* [Written instruction] Please list each line of the listing below that contains the word "cooling".

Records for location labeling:
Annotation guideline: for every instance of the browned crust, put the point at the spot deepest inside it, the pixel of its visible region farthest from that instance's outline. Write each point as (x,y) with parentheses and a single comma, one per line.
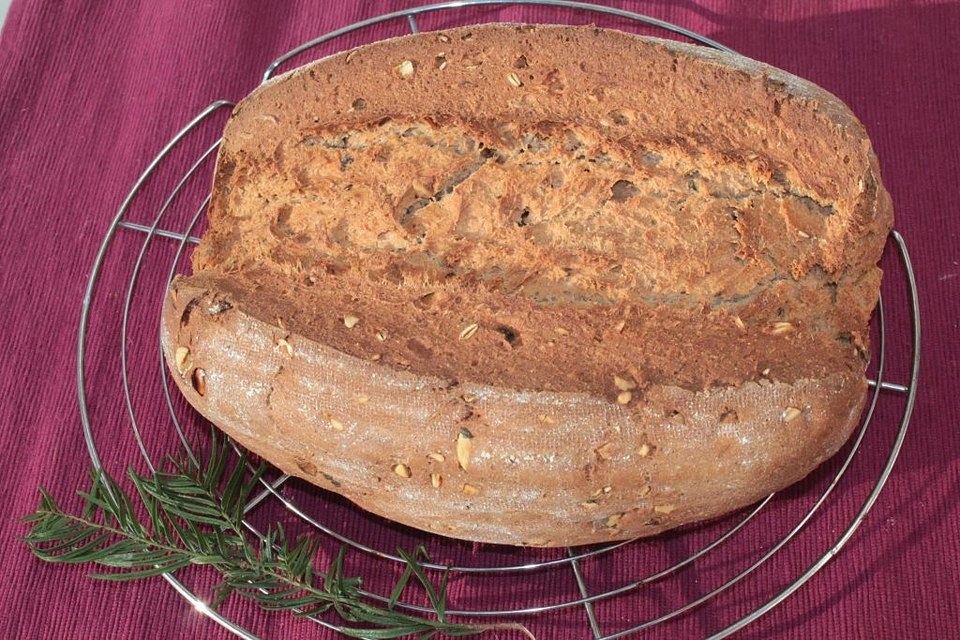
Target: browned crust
(564,463)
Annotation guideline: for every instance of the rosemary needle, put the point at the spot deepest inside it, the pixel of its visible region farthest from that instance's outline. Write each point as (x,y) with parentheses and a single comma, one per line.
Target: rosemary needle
(194,515)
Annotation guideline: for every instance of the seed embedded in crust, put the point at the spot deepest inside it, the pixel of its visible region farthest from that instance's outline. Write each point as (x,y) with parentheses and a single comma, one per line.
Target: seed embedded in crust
(468,331)
(405,69)
(286,346)
(463,448)
(199,381)
(779,328)
(791,413)
(182,359)
(606,450)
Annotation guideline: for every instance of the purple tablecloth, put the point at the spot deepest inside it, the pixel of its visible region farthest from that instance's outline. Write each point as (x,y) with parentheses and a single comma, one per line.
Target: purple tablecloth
(89,92)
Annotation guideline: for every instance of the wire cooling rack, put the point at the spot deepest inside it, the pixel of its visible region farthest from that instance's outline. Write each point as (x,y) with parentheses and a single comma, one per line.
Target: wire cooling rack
(178,180)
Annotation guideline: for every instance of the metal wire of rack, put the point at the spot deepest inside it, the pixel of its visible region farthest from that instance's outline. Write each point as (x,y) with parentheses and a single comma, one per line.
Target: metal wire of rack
(574,559)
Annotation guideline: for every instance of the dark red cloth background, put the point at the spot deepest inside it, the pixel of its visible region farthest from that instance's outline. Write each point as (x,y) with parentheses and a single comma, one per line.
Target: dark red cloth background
(90,91)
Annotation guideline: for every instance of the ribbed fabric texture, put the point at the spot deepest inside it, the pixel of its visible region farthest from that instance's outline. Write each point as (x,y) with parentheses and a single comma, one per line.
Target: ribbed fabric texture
(89,92)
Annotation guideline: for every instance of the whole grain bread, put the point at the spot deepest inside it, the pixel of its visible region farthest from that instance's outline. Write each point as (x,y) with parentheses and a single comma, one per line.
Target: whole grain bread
(536,285)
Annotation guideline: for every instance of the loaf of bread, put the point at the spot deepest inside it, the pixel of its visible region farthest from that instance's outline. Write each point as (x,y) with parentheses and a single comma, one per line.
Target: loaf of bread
(536,285)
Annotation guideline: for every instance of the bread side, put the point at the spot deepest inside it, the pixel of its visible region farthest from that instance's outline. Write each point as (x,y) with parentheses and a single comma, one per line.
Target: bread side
(627,274)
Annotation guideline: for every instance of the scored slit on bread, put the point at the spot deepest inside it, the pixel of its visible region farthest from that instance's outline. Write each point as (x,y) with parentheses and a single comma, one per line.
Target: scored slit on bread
(639,280)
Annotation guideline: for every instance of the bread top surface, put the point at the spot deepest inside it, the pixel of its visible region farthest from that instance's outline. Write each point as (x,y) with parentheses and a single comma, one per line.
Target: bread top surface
(553,208)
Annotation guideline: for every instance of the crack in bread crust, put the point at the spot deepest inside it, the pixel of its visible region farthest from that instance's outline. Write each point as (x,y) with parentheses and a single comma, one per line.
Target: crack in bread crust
(524,297)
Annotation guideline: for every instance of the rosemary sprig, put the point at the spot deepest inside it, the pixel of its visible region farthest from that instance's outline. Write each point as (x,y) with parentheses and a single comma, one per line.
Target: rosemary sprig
(194,515)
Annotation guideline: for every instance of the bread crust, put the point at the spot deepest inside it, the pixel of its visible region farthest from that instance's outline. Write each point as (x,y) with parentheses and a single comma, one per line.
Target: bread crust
(729,397)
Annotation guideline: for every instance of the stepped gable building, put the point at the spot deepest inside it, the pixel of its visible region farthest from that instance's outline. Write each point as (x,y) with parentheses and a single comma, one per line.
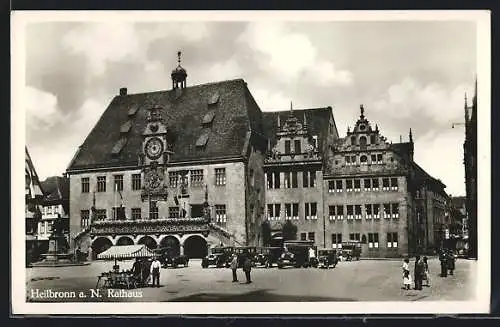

* [Solution for this problem]
Annotation guideline: for every instance of the wire cooling rack, put the point at the spot deepest inside it, the pixel of its visible region farthest from that instance's outline. Write each point as (x,y) with parentheses and a single comma, one per line.
Target: wire cooling rack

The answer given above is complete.